* [課題の要件]: 以下に示す三井住友銀行のグリーン預金についての記事を、最後の文に続けて書き進めなさい。

* [本文]:
==============================
HOME1. 銀行・証券 |三井住友銀行、「グリーン事業」に融資する法人向け「グリーン預金」取り扱いへ。欧州の同種預金を参考に。国内でも以前あったが、金融庁の「導入預金」懸念で立ち消えた経緯(RIEF) |

三井住友銀行、「グリーン事業」に融資する法人向け「グリーン預金」取り扱いへ。欧州の同種預金を参考に。国内でも以前あったが、金融庁の「導入預金」懸念で立ち消えた経緯(RIEF)

2021-03-07 21:51:53

SMBC001キャプチャ

 

 三井住友銀行は8日、サステナビリティクス・ジャパンと「グリーン預金適格ガイドライン策定」に関する契約を結んだと発表した。顧客から受け入れたグリーン預金をESG分野のうち、特に再生可能エネルギー事業等への融資に運用する。その運用状況をサステナビリティクスが第三者として評価することで、透明性を確保するとしている。
==============================
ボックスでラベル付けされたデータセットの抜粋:
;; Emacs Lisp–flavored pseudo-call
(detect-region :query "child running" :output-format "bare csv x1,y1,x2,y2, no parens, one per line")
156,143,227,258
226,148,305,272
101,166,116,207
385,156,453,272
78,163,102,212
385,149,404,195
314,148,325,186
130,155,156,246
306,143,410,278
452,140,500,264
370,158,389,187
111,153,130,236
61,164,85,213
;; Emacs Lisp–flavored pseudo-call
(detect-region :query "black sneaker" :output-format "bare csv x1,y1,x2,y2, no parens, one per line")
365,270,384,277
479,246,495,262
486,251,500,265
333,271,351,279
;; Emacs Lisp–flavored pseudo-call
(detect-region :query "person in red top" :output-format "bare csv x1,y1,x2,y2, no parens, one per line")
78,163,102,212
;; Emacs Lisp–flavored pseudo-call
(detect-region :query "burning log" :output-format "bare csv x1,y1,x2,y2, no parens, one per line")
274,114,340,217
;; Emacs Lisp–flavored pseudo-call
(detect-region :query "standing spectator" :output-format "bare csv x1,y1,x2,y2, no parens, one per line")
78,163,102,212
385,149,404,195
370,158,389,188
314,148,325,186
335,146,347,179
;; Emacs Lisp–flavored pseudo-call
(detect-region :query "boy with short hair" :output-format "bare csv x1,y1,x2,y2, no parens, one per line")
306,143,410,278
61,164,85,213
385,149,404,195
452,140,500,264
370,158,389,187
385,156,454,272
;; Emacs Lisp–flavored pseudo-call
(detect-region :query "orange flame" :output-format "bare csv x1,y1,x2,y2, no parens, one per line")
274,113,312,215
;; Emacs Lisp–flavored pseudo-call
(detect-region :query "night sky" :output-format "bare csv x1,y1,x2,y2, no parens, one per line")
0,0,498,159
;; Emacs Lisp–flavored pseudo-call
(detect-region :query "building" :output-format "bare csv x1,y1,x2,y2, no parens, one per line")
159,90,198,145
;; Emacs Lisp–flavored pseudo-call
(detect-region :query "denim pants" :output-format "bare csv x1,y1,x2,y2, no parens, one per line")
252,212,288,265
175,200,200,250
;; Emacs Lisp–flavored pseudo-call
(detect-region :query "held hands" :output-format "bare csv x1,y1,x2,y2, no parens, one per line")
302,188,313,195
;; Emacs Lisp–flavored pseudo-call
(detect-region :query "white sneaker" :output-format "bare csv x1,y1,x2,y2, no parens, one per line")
==============================
* [演習の結果]:
 新預金はドル建てで国内外の法人から募る。金利水準は通常の定期預金と変わらない。想定する再エネ事業は、太陽光発電や風力発電の再エネ事業のほか、グリーンビルディング等としている。預金を預ける企業・機関投資家は、既存の法人預金等をグリーン預金に移すだけで間接的に環境対策に貢献でき、自らのESG活動にカウントできる。

 

 サステナビリティクスが本拠を置くオランダでは、1990年代から、個人向けにグリーン事業への融資に活用することを前提とした預金(あるいは投資信託勘定)の仕組み(グリーンファンドスキーム)が運用されている。同制度をモデルに、日本でもかつて、ある地方銀行が、地球温暖化問題に資することを目的に集めた預金を原資に、温暖化対策に取り組む企業や事業向けに融資する仕組みを設けたことがある。

 

 だが、当時の金融庁は、この種の預金は「導入預金」に抵触する恐れがあるとの判断を示し、2か月程度の募集で打ち止めになっている。導入預金とは、預金者が上乗せ金利等の「特別の金銭上の利益」を得る目的で銀行に預金し、その銀行に対して、指定する特定の第三者への融資を約束させる行為をいう。

 

 そうした行為は「預金等に係る不当契約の取締に関する法律」によって禁じられている。導入預金に基づかなければ融資を受けられないような財務内容の企業に、銀行が融資をすることは不良債権リスクを高める一方で、銀行は預金者に「裏利」などの特別の金銭的利益を与えるため、貸倒れのリスクが高まることを封じるためだ。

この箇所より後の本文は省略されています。